## Source extract
((
SILVER SPRING, Maryland — Washington Cardinal Wilton D. Gregory wore a white hard hat instead of a bishop’s miter as he processed to the altar April 26 for the second annual Building Trades’ Workers Memorial Day Mass at St. Camillus Church in Silver Spring.
The pastor who organized the Mass, Franciscan Father Brian Jordan, also wore a hard hat during the entrance procession.
The cardinal solemnly walked past and incensed 20 similar hard hats placed in chairs in a semicircle in front of the sanctuary, with a red rose placed beside each one.
Nineteen of the hats had the name of a construction worker who died on the job site in the past year in Washington, Maryland and Virginia. The 20th seat represented the 261 construction workers who died of COVID-19 this past year.
“Our prayer is for their peace with Christ and in gratitude for the works of their hands,” the cardinal said in his homily.
Behind him along the church walls were six banners representing the Baltimore-D.C. Building Trades Council and local unions for steamfitters, plumbers and gasfitters, sheet metal workers, electrical workers, painters and allied trades.
The Memorial Mass for construction workers was held as part of International Workers Memorial Day observed annually on April 28. it drew hundreds of men and women who are part of local building trade unions.
“Today we gather to remember all those construction workers who have died during the course of their labors. We remember the families of those workers who continue to grieve their passing. We also remember those who have been seriously injured or whose deaths may be attributed to the pandemic,” Gregory said.
He said this was also a time to be thankful for their work and for the care they gave their families and loved ones.
The cardinal noted that Jesus spoke to a variety of working people, including fishermen, teachers, lawyers, judges, tax collectors, tent makers and carpenters.
“Above all, Jesus seemed to have made people believe that they were much more than their jobs, more than their work, more than their skills. He spoke to their hearts. He drew the best out of people. He made them dream. He still does,” Gregory said.
He also stressed that Jesus recognized these workers as husbands and wives, fathers and mothers, sons and daughters, neighbors and benefactors for their communities.
))
## Activity
Extend the article on the construction workers' memorial Mass by writing what comes after its final sentence. The material that comes after this has no connection to the article about the memorial Mass.

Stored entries
((
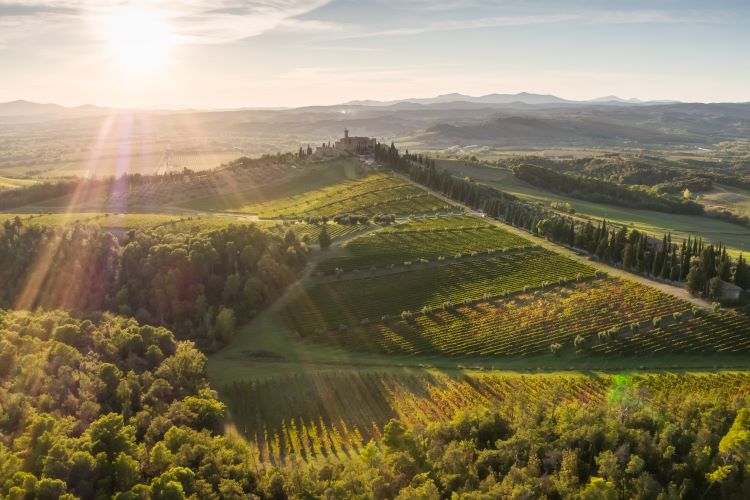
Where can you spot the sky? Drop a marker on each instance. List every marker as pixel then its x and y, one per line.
pixel 274 53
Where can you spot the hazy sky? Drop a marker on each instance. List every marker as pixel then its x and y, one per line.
pixel 229 53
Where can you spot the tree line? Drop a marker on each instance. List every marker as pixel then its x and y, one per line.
pixel 600 191
pixel 116 409
pixel 701 266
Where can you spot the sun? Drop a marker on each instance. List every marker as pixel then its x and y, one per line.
pixel 139 39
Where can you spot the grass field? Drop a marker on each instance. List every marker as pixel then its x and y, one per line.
pixel 730 198
pixel 375 194
pixel 335 304
pixel 112 163
pixel 735 237
pixel 526 324
pixel 13 183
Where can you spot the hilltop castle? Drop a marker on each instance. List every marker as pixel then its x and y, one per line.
pixel 346 144
pixel 355 144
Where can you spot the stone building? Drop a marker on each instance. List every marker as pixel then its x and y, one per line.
pixel 355 144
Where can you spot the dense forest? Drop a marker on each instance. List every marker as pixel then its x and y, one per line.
pixel 201 284
pixel 109 408
pixel 659 174
pixel 603 192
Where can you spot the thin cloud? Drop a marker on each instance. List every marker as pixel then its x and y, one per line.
pixel 193 21
pixel 588 18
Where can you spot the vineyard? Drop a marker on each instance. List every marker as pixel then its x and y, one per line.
pixel 428 238
pixel 522 325
pixel 332 415
pixel 344 303
pixel 371 195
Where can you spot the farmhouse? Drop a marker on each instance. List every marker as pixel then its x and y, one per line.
pixel 729 291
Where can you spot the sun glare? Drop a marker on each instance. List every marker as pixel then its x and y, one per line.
pixel 138 38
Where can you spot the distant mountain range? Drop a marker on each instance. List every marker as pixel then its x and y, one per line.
pixel 27 111
pixel 496 120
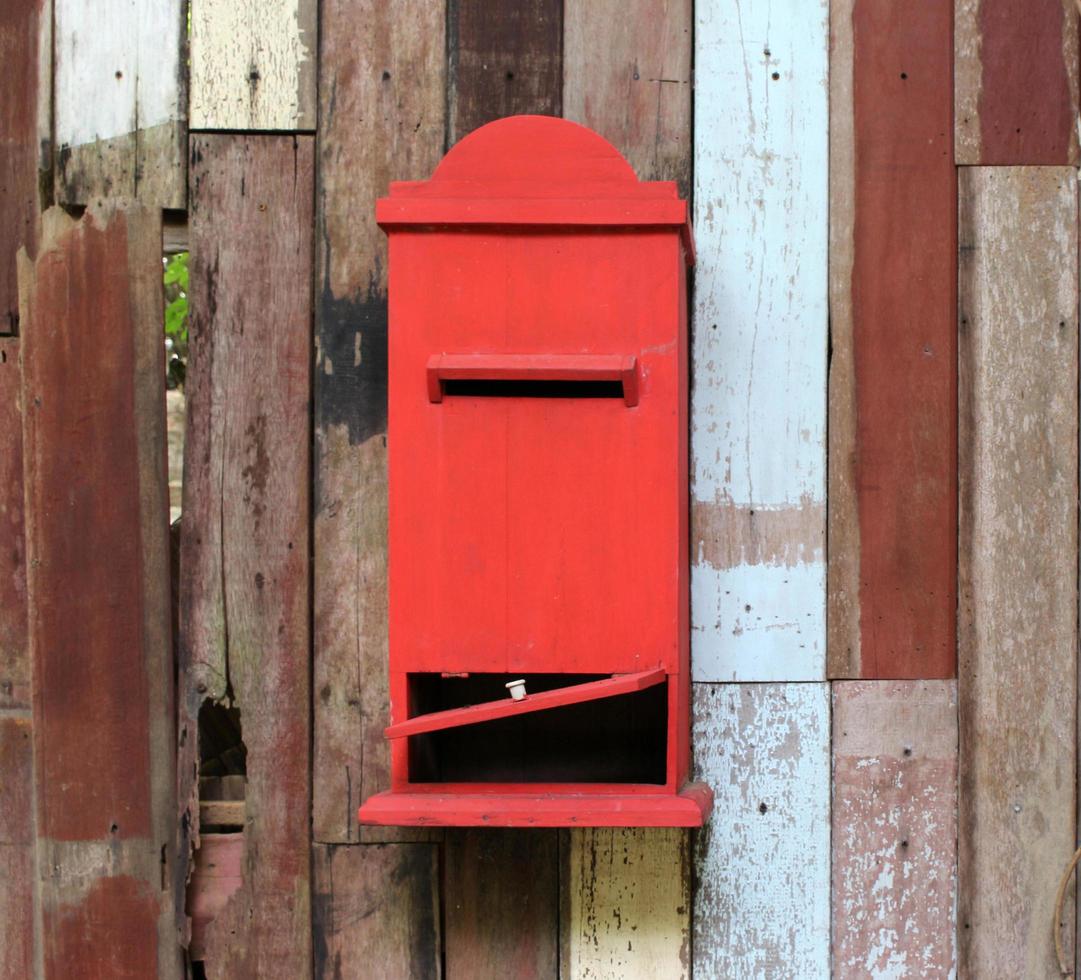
))
## Response to this task
During the Mass, Jordan asked the congregation to stand for “a sacred moment, now in remembrance, the reading of the names of our 19 brothers who have died since April 28, 2021.” He said 13 of the 19 men who died were Latinos, and all 19 who died at job sites were nonunion workers.
“That has been a constant statistic for many, many years here in the United States, the use and abuse of our Latino brothers and sisters,” the priest said.
Juan Sotelo, an electrician with IBEW Local 26 who attends Mass at St. Matthias the Apostle Church in Lanham, Maryland, read the names of the 19 construction workers who died on the job, and a large bell outside the church tolled as each man’s name was read. Then for the 20th chair in front of the altar he said: “all the brothers and sisters in the construction industry who have died from COVID-19.”
After Communion, the human face of that loss could be seen, when Father Jordan invited a woman to join him. “This is the wife of one of our parishioners who died in February of this year,” he said, remembering Hermenegildo Avizurez Chajon, a St. Camillus parishioner who died at a work site in Baltimore on Feb. 21. The worker’s wife Lodia stood with the priest, who spoke to her in Spanish, offering the community’s prayerful support.
“All they want to do is go to work and all they want to do is come back to their families,” the priest said.
Jordan then welcomed Leah Ford, the chief of staff for the Occupational Safety and Health Administration in the U.S. Department of Labor. Ford said she brought greetings from U.S. Secretary of Labor Martin Walsh, who was a construction worker and member of Laborers Local 223 in Boston and led the Building and Construction Trades Council there and served as the mayor of Boston.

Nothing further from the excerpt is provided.